__WHAT TO WORK ON__: The output should consist solely of the lines running from the one that contains "Where can you see the decorative" through the end of the records below, copied exactly.

Collected data
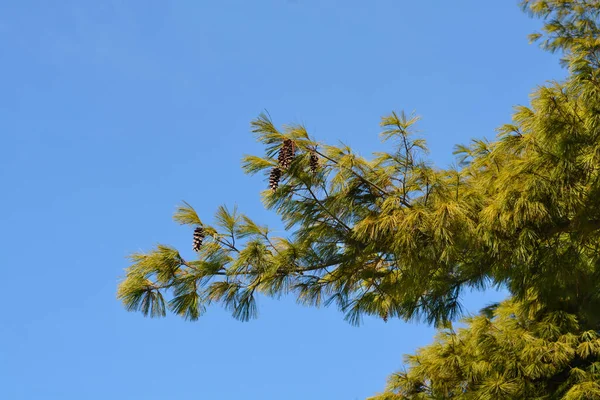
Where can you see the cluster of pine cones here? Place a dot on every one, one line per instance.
(199, 236)
(285, 158)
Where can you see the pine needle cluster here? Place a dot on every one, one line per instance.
(393, 236)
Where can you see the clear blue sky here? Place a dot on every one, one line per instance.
(112, 112)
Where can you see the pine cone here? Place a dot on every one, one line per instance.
(314, 162)
(274, 178)
(286, 153)
(199, 236)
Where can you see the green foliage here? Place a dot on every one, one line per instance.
(515, 354)
(394, 236)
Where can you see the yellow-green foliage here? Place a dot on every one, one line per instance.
(394, 236)
(513, 353)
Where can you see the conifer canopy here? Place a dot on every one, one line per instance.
(393, 235)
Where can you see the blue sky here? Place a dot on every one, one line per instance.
(113, 112)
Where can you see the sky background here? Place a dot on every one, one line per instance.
(113, 112)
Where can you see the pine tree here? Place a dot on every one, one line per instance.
(287, 153)
(392, 236)
(314, 162)
(199, 236)
(274, 178)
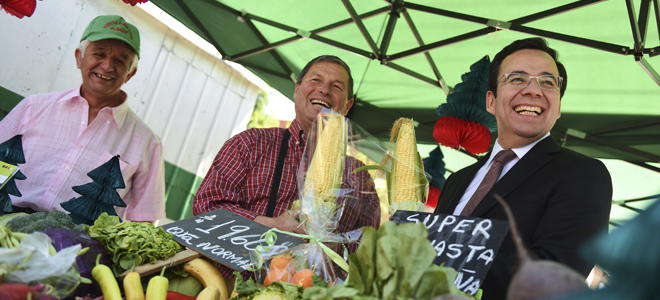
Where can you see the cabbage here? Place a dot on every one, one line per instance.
(63, 238)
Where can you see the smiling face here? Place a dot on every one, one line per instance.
(105, 67)
(324, 85)
(524, 113)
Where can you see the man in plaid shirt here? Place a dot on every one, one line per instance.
(241, 176)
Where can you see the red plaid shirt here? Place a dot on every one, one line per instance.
(242, 173)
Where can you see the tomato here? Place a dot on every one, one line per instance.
(303, 277)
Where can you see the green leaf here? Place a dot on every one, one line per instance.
(437, 281)
(365, 254)
(244, 288)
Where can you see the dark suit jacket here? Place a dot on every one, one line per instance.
(559, 198)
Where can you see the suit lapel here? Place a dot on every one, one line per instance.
(447, 203)
(536, 158)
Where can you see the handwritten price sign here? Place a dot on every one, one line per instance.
(466, 244)
(224, 236)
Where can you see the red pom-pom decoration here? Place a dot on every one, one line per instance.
(19, 8)
(432, 198)
(133, 2)
(456, 133)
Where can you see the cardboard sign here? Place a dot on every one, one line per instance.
(225, 237)
(466, 244)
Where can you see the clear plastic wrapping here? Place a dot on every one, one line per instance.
(337, 197)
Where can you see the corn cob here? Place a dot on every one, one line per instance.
(406, 166)
(325, 170)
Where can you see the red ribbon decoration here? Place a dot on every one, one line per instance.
(432, 198)
(456, 133)
(19, 8)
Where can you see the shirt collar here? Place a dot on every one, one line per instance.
(520, 151)
(119, 112)
(297, 133)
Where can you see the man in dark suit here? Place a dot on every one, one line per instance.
(559, 197)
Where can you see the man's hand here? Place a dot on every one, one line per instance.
(285, 221)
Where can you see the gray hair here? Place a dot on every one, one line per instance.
(83, 46)
(332, 59)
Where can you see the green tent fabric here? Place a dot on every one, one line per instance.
(406, 56)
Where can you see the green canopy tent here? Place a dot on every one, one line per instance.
(406, 56)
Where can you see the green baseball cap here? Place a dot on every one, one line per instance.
(113, 27)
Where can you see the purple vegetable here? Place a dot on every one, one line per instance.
(64, 238)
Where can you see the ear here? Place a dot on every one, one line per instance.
(559, 114)
(490, 102)
(78, 54)
(348, 106)
(131, 75)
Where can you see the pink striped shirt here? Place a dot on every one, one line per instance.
(61, 148)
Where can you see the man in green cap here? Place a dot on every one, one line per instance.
(67, 134)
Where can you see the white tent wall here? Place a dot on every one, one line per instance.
(191, 99)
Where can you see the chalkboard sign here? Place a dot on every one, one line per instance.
(466, 244)
(225, 237)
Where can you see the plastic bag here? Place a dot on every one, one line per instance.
(31, 264)
(337, 198)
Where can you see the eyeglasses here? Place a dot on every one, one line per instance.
(546, 82)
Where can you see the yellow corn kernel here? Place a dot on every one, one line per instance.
(328, 155)
(404, 171)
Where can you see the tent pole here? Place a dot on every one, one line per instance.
(362, 28)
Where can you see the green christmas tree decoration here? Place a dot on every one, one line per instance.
(11, 152)
(468, 101)
(98, 196)
(464, 122)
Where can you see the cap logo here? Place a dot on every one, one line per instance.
(117, 28)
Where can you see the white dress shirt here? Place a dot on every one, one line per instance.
(520, 152)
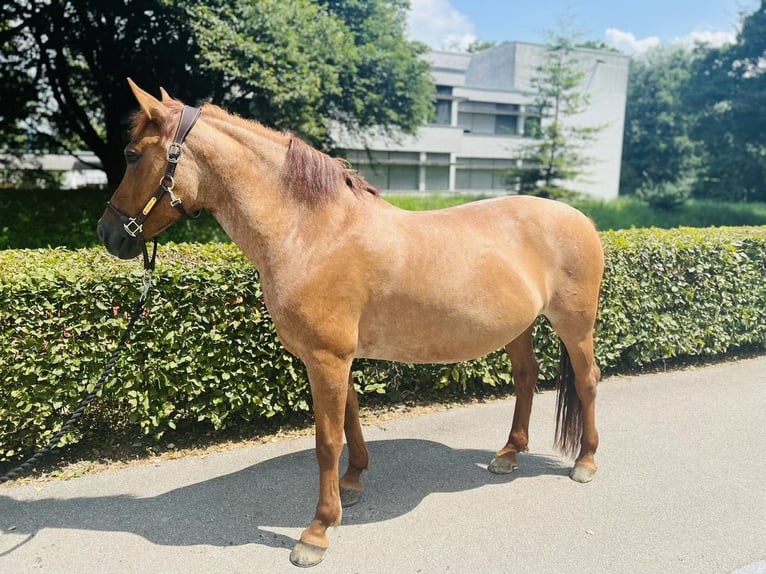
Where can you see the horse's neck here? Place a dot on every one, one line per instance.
(245, 192)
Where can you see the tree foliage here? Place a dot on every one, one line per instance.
(657, 148)
(695, 116)
(555, 157)
(297, 65)
(727, 94)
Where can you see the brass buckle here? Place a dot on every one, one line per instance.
(174, 152)
(133, 227)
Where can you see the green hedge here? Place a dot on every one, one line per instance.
(39, 218)
(206, 353)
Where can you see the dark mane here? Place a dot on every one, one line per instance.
(313, 176)
(141, 121)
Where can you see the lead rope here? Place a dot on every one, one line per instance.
(147, 282)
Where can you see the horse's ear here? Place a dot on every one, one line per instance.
(165, 96)
(151, 106)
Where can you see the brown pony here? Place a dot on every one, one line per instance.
(347, 275)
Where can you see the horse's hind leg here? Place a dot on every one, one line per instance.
(577, 413)
(525, 373)
(358, 458)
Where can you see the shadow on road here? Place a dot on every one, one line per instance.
(238, 508)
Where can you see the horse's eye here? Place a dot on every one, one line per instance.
(132, 156)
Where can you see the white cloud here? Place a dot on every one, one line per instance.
(710, 37)
(440, 25)
(628, 43)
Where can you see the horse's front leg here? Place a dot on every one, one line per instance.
(328, 376)
(358, 458)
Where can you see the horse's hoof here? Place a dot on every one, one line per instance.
(501, 465)
(306, 555)
(349, 496)
(581, 473)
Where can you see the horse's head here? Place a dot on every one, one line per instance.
(157, 189)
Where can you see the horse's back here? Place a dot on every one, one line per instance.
(467, 280)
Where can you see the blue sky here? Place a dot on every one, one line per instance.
(630, 25)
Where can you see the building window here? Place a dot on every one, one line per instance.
(489, 118)
(387, 169)
(443, 115)
(506, 125)
(483, 174)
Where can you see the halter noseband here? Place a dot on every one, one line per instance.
(134, 226)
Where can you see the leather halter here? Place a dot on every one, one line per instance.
(134, 226)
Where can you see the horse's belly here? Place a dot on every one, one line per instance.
(440, 335)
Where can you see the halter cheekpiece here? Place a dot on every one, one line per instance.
(134, 226)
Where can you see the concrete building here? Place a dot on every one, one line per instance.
(484, 115)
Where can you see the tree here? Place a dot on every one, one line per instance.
(658, 149)
(555, 157)
(726, 93)
(294, 65)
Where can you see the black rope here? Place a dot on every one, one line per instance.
(54, 442)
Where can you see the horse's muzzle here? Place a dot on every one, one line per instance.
(116, 239)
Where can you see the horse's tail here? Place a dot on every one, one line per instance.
(569, 410)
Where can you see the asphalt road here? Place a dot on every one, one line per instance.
(681, 488)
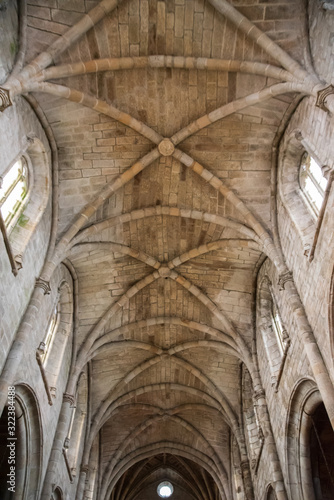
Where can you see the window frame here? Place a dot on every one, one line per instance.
(24, 157)
(306, 173)
(52, 328)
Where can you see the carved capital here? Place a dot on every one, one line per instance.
(45, 285)
(69, 398)
(260, 394)
(41, 348)
(5, 101)
(53, 392)
(84, 468)
(244, 465)
(283, 278)
(322, 96)
(166, 147)
(18, 261)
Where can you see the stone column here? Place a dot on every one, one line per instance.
(82, 482)
(259, 399)
(58, 444)
(309, 342)
(15, 354)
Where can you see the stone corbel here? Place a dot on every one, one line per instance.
(45, 285)
(53, 392)
(323, 94)
(5, 101)
(69, 398)
(19, 261)
(328, 5)
(283, 278)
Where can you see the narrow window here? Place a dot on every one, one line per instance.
(13, 192)
(280, 332)
(312, 182)
(50, 335)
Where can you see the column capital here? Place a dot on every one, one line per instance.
(322, 96)
(5, 101)
(69, 398)
(45, 285)
(283, 278)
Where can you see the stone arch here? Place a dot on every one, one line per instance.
(304, 401)
(290, 156)
(37, 196)
(176, 449)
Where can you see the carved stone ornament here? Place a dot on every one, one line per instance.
(244, 465)
(322, 95)
(53, 392)
(45, 285)
(69, 398)
(284, 278)
(41, 348)
(166, 147)
(5, 101)
(259, 395)
(18, 261)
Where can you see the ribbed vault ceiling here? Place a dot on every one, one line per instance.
(166, 265)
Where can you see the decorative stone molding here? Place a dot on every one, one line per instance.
(5, 101)
(164, 271)
(244, 465)
(260, 394)
(53, 392)
(322, 95)
(69, 398)
(328, 5)
(166, 147)
(18, 261)
(45, 285)
(41, 348)
(283, 278)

__RESPONSE AREA__:
Where can you see the decorative stone molding here? Place a dot on every one, one line per instance.
(5, 101)
(164, 271)
(244, 465)
(260, 394)
(53, 392)
(322, 95)
(69, 398)
(328, 5)
(166, 147)
(18, 261)
(45, 285)
(41, 348)
(283, 278)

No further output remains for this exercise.